**Passage shown**
☆ ☆ ☆ ☆ ☆
The beauty of the transformer architecture is that it is basically a seq-to-seq model, but not recurrent or autoregressive (i.e., each input and output is processed independently).

Transformer has become a state-of-the-art solution for many NLP tasks. In particular, pretrained Bert ([BERT](https://arxiv.org/abs/1810.04805)) is still used as a very good basic embedding for almost any NLP task.

In addition to Bert, there are many other powerful pre-trained transformers. They can be found in the [huggingface](https://huggingface.co/transformers/) library. A full list of models can be seen at this [link](https://huggingface.co/transformers/pretrained_models.html)



Connect to google drive and tensorboard

In [None]:
from google.colab import drive

drive.mount('/content/gdrive')

In [None]:
%load_ext tensorboard
!rm -rf /content/gdrive/MyDrive/runs
%tensorboard --logdir /content/gdrive/MyDrive/runs

## Data processing

Let's solve news classification problem [AG_NEWS](https://paperswithcode.com/dataset/ag-news). The task: define the topik (4 topiks exist) of news - “World”, “Sports”, “Business”, “Sci/Tech”.

In [None]:
LOAD_LIBS = True

In [None]:
if LOAD_LIBS:
  !pip install transformers -q
  !pip install datasets -q
  !pip install nltk -q
  import nltk
  nltk.download('stopwords')
  !pip install pymorphy2 -q

In [None]:
import torch
import torch.nn as nn
import torch.optim as optim
from torch.utils.data import Dataset, DataLoader
import matplotlib.ticker as ticker
from transformers import get_scheduler
import matplotlib.pyplot as plt

import numpy as np

import random
import math
import time
import string
import pymorphy2
import re

# datasets from huggingface
from datasets import load_dataset
from transformers import BertTokenizer, BertModel

from nltk.corpus import stopwords
import nltk

from tqdm.notebook import tqdm
from torch.utils.tensorboard import SummaryWriter
import matplotlib.pyplot as plt

import os
from datetime import datetime
from torch.nn.utils.rnn import pad_sequence

device = torch.device('cuda' if torch.cuda.is_available() else 'cpu')
device

In [None]:
BASE_FOLDER_PATH = 'gdrive/MyDrive'
BERT_MODEL_NAME = 'bert-base-cased'
BATCH_SIZE = 32
EPOCHS = 5
MODEL_NAME = 'model_v0'
LR = 0.00005
N_HEADS = 1
TRAIN_SIZE = 20000
TEST_SIZE = 1000

MODEL_FOLDER_PATH = os.path.join(BASE_FOLDER_PATH, MODEL_NAME)
☆ ☆ ☆ ☆ ☆
**Tasks to complete**
1 > Name every package that the transformer notebook installs with pip.
2 > Write the next part of the transformer notebook, picking up right after the line that sets MODEL_FOLDER_PATH.
None of the lines have any bearing on the two tasks.

**Recorded data**
☆ ☆ ☆ ☆ ☆
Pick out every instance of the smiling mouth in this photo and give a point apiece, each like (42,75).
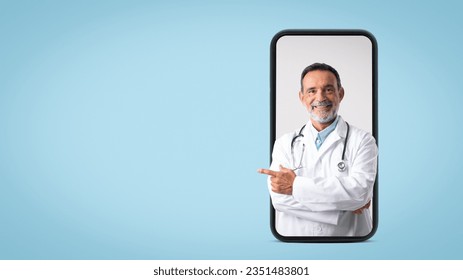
☆ ☆ ☆ ☆ ☆
**Responses per task**
1 > transformers, datasets, nltk, pymorphy2

2 >
SCHEDULER_LAMBDA_PARAM = 0.96
PAD_IND = 0
HIDDEN_DIM = 768

ENGLISH_STOP_WORDS = set(stopwords.words('english'))
PUNCT_WORD_TOKENIZER = nltk.WordPunctTokenizer() # for preprocess
# for broadening your horizons use it for lemmatization
MORPH_ANALYZER = pymorphy2.MorphAnalyzer()

In [None]:
os.makedirs(MODEL_FOLDER_PATH, exist_ok=True)

In [None]:
# dataset load
dataset_dict = load_dataset('ag_news')
train_ds = dataset_dict['train'].select(range(TRAIN_SIZE))
test_ds = dataset_dict['test'].select(range(TEST_SIZE))

In [None]:
def preprocess_text(text):
    nums_filtered_text = re.sub(r'[0-9]+', '', text.lower())
    punct_filtered_text = ''.join(
        [ch for ch in nums_filtered_text if ch not in string.punctuation]
    )
    tokens = PUNCT_WORD_TOKENIZER.tokenize(punct_filtered_text)
    filtr_stop_words_tokens = [MORPH_ANALYZER.parse(token)[0].normal_form for token in tokens
                             if token not in ENGLISH_STOP_WORDS]
    norm_tokens = [MORPH_ANALYZER.parse(token)[0].normal_form for token in filtr_stop_words_tokens]

    return f"[CLS] {' '.join(norm_tokens)}"

Let's use Bert tokenizer as tokenizer. And 0 layer of Bert is used as embedding (only layer with embedding without encoder blocks).

Such tokenizer and embedding is used to simplify the code.



In [None]:
def prepare_bert_tokenizer_and_embedder(bert_model_name, device=device):
    tokenizer = BertTokenizer.from_pretrained(bert_model_name)
    bert_embedder = BertModel.from_pretrained(bert_model_name)
    bert_embedder.pooler = nn.Identity()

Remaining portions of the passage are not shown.